>> START RECORDS SHOWN

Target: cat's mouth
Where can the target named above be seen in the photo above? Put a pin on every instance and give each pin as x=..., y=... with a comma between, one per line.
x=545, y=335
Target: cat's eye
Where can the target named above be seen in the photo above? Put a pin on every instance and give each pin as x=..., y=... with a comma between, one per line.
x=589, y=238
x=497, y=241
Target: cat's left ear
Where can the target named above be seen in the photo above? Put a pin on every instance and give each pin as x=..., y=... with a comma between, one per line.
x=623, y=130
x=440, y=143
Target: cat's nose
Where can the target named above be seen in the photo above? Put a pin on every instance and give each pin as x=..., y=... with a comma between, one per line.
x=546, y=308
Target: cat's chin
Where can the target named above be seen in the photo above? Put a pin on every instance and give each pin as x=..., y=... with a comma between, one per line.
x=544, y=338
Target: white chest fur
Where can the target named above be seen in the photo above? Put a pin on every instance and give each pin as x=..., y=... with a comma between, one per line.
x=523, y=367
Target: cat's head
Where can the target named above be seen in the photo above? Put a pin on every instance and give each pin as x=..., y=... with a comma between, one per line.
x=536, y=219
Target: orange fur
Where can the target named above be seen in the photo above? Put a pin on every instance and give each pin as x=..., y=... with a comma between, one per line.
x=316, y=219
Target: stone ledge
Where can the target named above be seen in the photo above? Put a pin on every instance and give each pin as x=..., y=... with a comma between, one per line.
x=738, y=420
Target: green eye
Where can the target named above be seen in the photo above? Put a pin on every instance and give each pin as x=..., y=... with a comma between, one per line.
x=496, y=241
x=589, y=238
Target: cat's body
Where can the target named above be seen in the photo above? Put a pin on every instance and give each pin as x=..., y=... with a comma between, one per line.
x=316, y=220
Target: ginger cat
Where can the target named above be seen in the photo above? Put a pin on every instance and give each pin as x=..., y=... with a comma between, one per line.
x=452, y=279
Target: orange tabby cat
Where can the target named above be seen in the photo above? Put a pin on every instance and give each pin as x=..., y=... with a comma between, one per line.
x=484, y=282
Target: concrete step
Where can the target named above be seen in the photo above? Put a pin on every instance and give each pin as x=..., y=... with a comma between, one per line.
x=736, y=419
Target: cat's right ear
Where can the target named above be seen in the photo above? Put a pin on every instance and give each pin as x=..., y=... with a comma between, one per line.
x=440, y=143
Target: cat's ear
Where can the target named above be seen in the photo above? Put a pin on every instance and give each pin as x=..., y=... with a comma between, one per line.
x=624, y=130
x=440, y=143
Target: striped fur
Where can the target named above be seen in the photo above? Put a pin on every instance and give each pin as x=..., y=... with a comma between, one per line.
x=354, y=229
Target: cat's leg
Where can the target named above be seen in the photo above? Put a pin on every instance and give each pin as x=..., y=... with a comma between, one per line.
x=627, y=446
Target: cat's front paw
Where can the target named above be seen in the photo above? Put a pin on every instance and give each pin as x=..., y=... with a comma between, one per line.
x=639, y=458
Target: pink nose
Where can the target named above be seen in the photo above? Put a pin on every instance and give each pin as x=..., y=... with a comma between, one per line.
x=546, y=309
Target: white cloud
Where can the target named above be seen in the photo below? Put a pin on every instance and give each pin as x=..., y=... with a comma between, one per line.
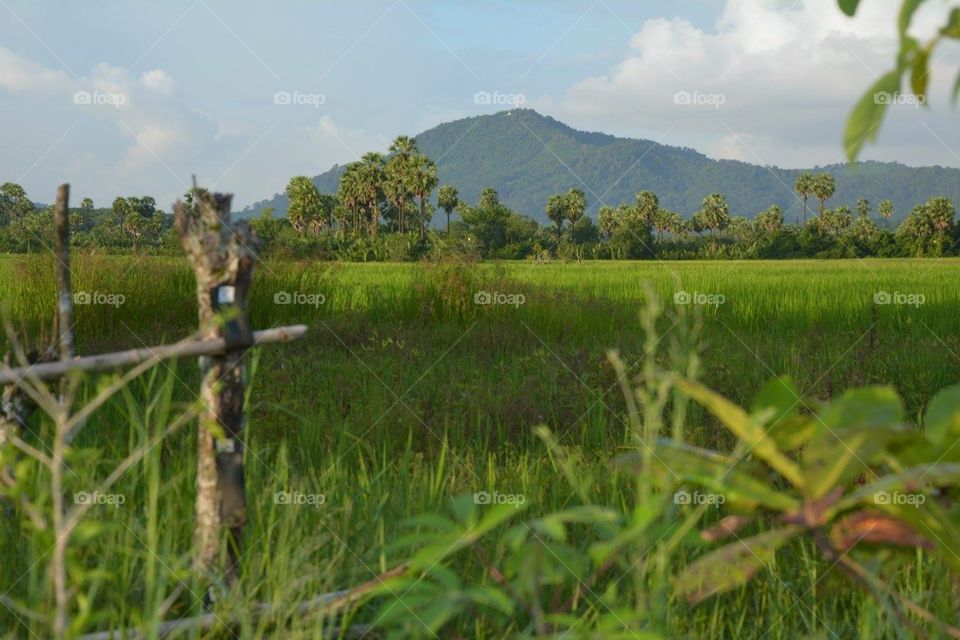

>> END RECORDS SHOWN

> _TO DO_: Please quote all of the material above word for word, leaving the pictures out.

> _TASK ANSWER_:
Target: cat's mouth
Where can the target named above be seen in the photo above? Put a pin on every instance and give each pin as x=..., y=... with a comma between, one per line.
x=545, y=335
Target: cat's eye
Where can the target named above be seen in the photo above? Put a pin on every instance and give each pin as x=..., y=... with a comma between, one per line.
x=589, y=238
x=497, y=241
Target: cat's left ear
Where can the target named above be seen in the photo above? Put a pin on every instance and give each pin as x=..., y=... with a comma between, one per line.
x=623, y=130
x=440, y=143
Target: cat's nose
Where can the target named above be seen in the photo above? Put a pin on every instance and give each pin as x=..., y=... with a comma between, one per line.
x=546, y=308
Target: cat's chin
Where can the target named above be seen in the photo above? Put a pin on every instance and give each pin as x=..., y=... with a comma between, one per line.
x=544, y=338
Target: white chest fur
Where can the target named above be seen in the photo above? Put a pin on every instance and give each pin as x=..., y=... with a comma between, one per line.
x=523, y=367
Target: cat's head
Where can the target named above be seen in the photo above? Put a pin on every instance and give each pin as x=..., y=... with a comma between, one per line.
x=536, y=219
Target: orange fur
Where can the target named above be seen in the photo above? Put a pin on every instance and give each pin as x=..., y=... with a comma between, one per line.
x=316, y=219
Target: stone ledge
Where can the target named above be seen in the photo above? Put a pin on every instance and give each pin as x=..., y=... with a comma between, one per line.
x=738, y=420
Target: green eye
Where can the target named above be seen in the photo above? Put a pin on every instance and give each pin as x=..., y=... with a comma between, one per line.
x=496, y=241
x=589, y=238
Target: cat's body
Where can the target named above be seen in the photo above? Put a pin on every instance and give each pin as x=..., y=... with a comma between, one per line.
x=316, y=220
Target: ginger cat
Where can the target named above be seen in the photo above? Put a pin on every instance and give each pin as x=..., y=... with a comma between, one per line.
x=452, y=279
Target: orange tabby cat
Where can the target named above be seen in the photo above? Put a pin on every instance and give each pin as x=..., y=... with a comma between, one per line.
x=484, y=282
Target: concrete step
Where can the target named above be seen in the photo above? Put a pin on every instance and give each pin as x=..., y=... with a comma between, one per line.
x=736, y=419
Target: cat's right ear
Where can the target named above be seen in the photo above? Put a pin on every instance and give each pin as x=..., y=... with a comma between, one per line.
x=440, y=143
Target: cat's ear
Where can the target named above be seen in the photo above? Put a pin on every instance and give each pin as x=..., y=... with a comma between, one per line.
x=624, y=130
x=440, y=143
Target: striped fur
Where can the target named above be seen in the photo above? Put a pin on every instance and give each pin as x=..., y=... with a comma between, one per line.
x=354, y=229
Target: cat's leg
Where can the target named above be seen in the photo above? Put a pin on every instance and give each pin as x=..., y=... with a comma between, one per line.
x=627, y=446
Target: cat's front paw
Where can the target named above be seen in the photo above? Put a pin on every instance and give each pin as x=..., y=... with a comma between, one per line.
x=639, y=458
Target: pink nose
Where can the target named above be seen in the photo above? Put a pin on every instance and give each pin as x=..., y=... with a comma between, one per line.
x=546, y=309
Target: white cloud
Where can the target named above be seen in the photo below? Put a pin on every instance and give each pin as x=..., y=... with a comma between, one per line.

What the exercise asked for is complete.